Simone di Filippo (Simone dei Crocifissi), The Crucifixion; The Coronation of the Virgin; Christ between the Twelve Apostles

Artist Simone di Filippo (Simone dei Crocifissi), Bologna, ca. 1330–1399
Title The Crucifixion; The Coronation of the Virgin; Christ between the Twelve Apostles
Date ca. 1385­­–90
Medium Tempera and gold on panel
Dimensions overall 56.9 × 66.7 cm (22 3/8 × 26 1/4 in.); picture surface: 49.4 × 59.3 cm (19 1/2 × 23 3/8 in.)
Credit Line Gift of Hannah D. and Louis M. Rabinowitz, 1959
Inv. No. 1959.15.3
View in Collection
Provenance

Giovanni Gozzadini (1810–1887), Eremo di Ronzano, Bologna; by descent to Gozzadina Gozzadini (1845–1899); Alvise Francesco Orso Da Schio (1840–1920), 1905;1 Gozzadini sale, A. Rambaldi, Bologna, March 12–13, 1906, lot 50; E. and A. Silberman Galleries, New York, by 1936; Hannah D. Rabinowitz and Louis M. Rabinowitz (1887–1957), Sands Point, Long Island, N.Y., by 1945

Condition

The panel support, of a vertical wood grain, has been thinned to a depth of 7 millimeters, cradled, and waxed. It is much consumed by woodworm damage, especially along the bottom edge, and is interrupted by numerous splits, four of which extend the full height of the panel: at the left through the figure of the Crucified Christ and the Magdalen’s arms; at the right through the Virgin’s right shoulder, through Christ’s outstretched right hand, and through Christ’s left shoulder. These full splits have resulted in extensive paint loss, above all in the body of the Crucified Christ and in the Virgin’s blue robe in the Coronation scene. At the bottom, the second and fourth apostles from the left and the second apostle from the right are compromised by paint losses, and in the Crucifixion scene, a candle burn has left a large area of loss in Saint John the Evangelist’s thigh. The gold ground in the Crucifixion is heavily abraded, exposing bolus and gesso throughout, but it is well preserved in the predella. The paint surface, except for the described losses, is unusually well preserved, having suffered minimal abrasion other than unnecessarily harsh cleaning of some of the lighter-colored draperies when the panel was treated by Andrew Petryn at an unrecorded date after 1970. Fragmentary remnants of a barb are preserved along all four edges of the paint surface. The mark of a carpenter’s saw cutting a mitered corner for the original engaged frame is preserved at the upper-right margin of the panel.

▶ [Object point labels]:

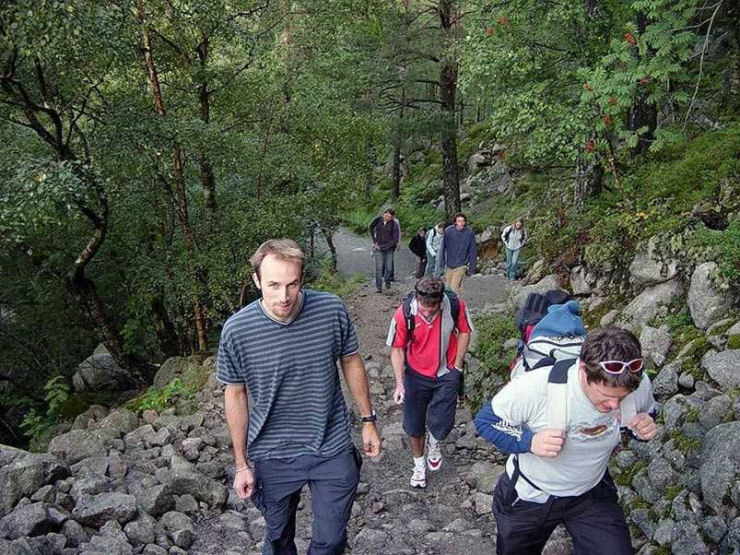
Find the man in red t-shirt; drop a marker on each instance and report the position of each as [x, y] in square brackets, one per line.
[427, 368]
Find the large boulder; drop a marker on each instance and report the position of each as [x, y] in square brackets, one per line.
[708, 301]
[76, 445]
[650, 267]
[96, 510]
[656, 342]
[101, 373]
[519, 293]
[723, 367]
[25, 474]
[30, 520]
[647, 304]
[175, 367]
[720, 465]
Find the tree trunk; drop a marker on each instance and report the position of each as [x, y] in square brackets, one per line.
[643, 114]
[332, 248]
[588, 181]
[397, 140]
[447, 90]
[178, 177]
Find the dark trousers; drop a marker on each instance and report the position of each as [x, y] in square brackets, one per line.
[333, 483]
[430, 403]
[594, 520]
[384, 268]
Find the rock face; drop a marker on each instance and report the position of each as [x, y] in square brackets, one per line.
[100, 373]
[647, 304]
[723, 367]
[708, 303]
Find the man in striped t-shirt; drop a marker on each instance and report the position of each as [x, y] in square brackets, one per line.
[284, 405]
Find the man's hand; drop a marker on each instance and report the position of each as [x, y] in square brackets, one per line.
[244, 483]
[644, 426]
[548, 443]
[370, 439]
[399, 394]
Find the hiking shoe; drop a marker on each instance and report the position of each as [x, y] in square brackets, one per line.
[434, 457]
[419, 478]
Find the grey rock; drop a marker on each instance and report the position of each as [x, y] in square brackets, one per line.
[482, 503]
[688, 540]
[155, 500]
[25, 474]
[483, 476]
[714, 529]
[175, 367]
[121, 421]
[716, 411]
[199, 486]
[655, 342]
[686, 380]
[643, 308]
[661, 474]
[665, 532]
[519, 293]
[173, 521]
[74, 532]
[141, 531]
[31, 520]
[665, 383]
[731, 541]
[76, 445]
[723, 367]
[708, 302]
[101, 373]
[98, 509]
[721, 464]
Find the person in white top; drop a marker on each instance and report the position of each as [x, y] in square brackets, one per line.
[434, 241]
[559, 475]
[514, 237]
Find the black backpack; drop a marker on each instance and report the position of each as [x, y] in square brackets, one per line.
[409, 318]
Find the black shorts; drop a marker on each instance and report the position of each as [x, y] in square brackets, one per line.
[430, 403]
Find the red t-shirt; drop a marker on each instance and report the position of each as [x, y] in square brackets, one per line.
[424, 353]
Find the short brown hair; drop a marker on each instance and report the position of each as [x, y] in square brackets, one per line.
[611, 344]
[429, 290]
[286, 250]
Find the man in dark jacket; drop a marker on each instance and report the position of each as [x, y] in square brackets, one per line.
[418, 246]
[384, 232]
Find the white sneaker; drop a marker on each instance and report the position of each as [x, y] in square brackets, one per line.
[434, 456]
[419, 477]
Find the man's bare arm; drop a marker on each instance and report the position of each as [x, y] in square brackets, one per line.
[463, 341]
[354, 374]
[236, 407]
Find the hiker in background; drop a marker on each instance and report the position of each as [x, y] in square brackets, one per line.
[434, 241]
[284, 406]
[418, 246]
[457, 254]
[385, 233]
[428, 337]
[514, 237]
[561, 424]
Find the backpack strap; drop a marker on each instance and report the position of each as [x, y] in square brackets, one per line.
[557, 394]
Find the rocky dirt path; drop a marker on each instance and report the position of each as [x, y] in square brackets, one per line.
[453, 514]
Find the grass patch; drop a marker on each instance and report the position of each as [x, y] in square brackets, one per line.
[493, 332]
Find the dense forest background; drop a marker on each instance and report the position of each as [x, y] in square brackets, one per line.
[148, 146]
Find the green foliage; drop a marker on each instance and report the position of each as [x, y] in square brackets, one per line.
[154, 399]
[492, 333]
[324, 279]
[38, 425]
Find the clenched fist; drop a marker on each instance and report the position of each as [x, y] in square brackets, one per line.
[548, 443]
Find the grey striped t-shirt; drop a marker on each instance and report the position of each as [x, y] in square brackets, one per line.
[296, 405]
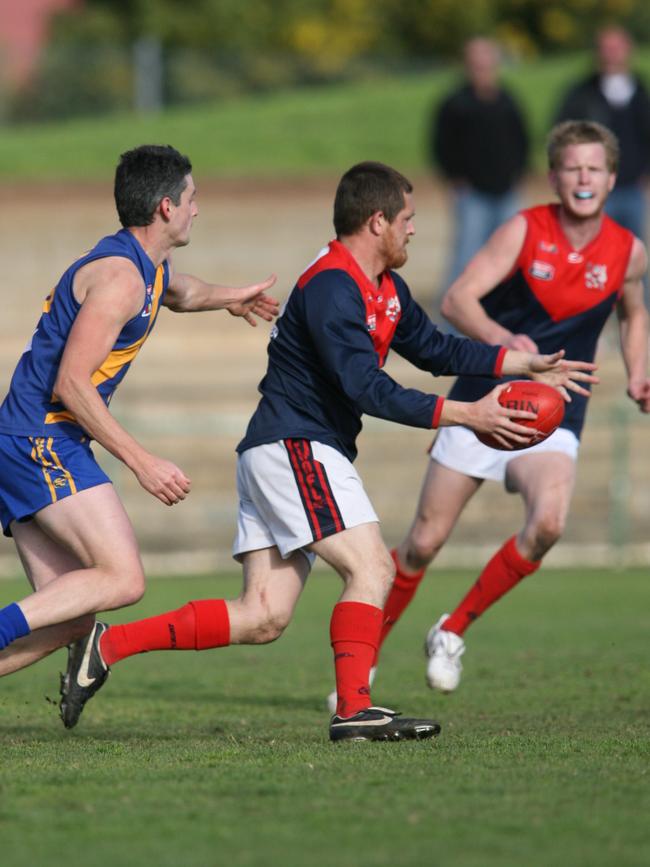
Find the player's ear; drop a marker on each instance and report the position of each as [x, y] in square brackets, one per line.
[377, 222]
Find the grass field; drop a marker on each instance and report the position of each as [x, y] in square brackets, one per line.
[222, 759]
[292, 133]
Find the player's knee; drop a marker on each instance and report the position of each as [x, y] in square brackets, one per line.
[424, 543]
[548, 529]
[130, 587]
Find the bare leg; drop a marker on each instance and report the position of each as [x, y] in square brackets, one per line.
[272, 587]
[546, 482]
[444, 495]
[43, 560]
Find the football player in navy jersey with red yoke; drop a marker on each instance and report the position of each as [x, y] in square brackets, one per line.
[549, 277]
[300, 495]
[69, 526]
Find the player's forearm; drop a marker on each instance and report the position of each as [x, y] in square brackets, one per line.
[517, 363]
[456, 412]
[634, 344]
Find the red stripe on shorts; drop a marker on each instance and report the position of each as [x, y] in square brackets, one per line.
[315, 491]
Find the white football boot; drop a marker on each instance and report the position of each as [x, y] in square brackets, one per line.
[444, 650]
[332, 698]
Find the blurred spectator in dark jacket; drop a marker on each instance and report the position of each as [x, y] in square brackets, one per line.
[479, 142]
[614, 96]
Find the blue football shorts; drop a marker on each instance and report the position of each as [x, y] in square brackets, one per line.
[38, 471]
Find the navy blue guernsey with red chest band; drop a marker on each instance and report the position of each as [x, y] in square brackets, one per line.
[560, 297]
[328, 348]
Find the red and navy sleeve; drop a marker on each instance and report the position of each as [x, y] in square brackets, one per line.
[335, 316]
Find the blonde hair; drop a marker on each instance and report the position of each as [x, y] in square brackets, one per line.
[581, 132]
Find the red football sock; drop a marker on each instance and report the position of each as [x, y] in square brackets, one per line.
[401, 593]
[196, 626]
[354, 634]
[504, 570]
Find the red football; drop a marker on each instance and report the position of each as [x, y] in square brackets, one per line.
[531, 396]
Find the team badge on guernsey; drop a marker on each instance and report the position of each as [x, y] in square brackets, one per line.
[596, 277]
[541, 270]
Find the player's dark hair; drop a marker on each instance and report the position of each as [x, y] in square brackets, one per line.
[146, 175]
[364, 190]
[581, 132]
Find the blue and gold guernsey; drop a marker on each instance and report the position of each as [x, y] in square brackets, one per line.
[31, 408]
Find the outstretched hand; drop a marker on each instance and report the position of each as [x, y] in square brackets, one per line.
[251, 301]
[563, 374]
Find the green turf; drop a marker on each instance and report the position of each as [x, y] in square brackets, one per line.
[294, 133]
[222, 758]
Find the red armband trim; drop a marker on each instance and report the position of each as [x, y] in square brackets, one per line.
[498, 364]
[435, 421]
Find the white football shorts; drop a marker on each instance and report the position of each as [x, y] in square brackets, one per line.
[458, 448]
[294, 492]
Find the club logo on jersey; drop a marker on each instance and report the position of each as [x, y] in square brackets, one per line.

▶ [Work to do]:
(1) In the listing, substitute "place a pin" for "drop a marker" everywhere in everything from the line containing "Find the blue and" down to the end of the listing, leaving all else unchanged.
(2) Pick up the catalog entry on Simone di Filippo's panel after its final sentence and continue it.
The catalog entry and the listing are unrelated to each other.

▶ [The replies]:
(1)
Find the blue and gold guernsey; place a pin on each instance and report the position of each as [x, y] in square brackets, one per line.
[31, 408]
Find the outstretched hand; place a pin on each instance and report the position of each as [x, y] in square brackets, one per line.
[251, 301]
[563, 374]
Find the green turf; place a pin on each instance and report the position of each as [x, y] in square brackets, one per line.
[294, 133]
[222, 758]
Find the red armband trim; place a pin on each instance and report the position of each as [x, y] in square brackets, one per line.
[498, 364]
[435, 421]
Find the white football shorts; place a pin on each instance and report the position of each as [x, y] in square brackets, one per line.
[458, 448]
[294, 492]
Find the club logo on jersey; place a pin on each instance and report the position of each as [x, y] in square brackets, one per line.

(2)
Discussion

This small panel, most likely intended for private devotion, is divided into two equal sections separated by a strip of punched gold. On the left is the Crucified Christ between the Mourning Virgin and Saint John the Evangelist, with the penitent Magdalen at the foot of the Cross. The Virgin wears a blue mantle lined in yellow with red highlights over a (repainted) blue dress. Mary Magdalen is dressed in a light blue gown with gold trim and a brilliant red mantle with white lining. Saint John the Evangelist wears a purple cloak lined in light blue over a moss-colored tunic with yellow highlights and gold trim. The Coronation of the Virgin shows Christ as king, holding a scepter in His left hand while placing a gold crown over the head of His Mother with His right. The Virgin, in a purple dress and blue mantle with gold borders, bends her head to receive the crown while crossing her hands over her breast. Christ wears a light blue tunic, gathered at the waist by a gold belt, and a purple mantle lined with the same moss color of Saint John the Evangelist’s dress. The figures are seated on gold pillows on an invisible throne covered by a bright red, ermine-lined cloth of honor with a gold pomegranate pattern. In the background is a starry sky and the arched vault of the Heavens, beyond which eleven angels stand witness to the event; two of them, in lavender-colored gowns, reach over the arch to hold up the cloth of honor. Below the Crucifixion and Coronation, separated by another strip of punched gold, are bust-length images of the twelve apostles, with the figure of Christ in the middle.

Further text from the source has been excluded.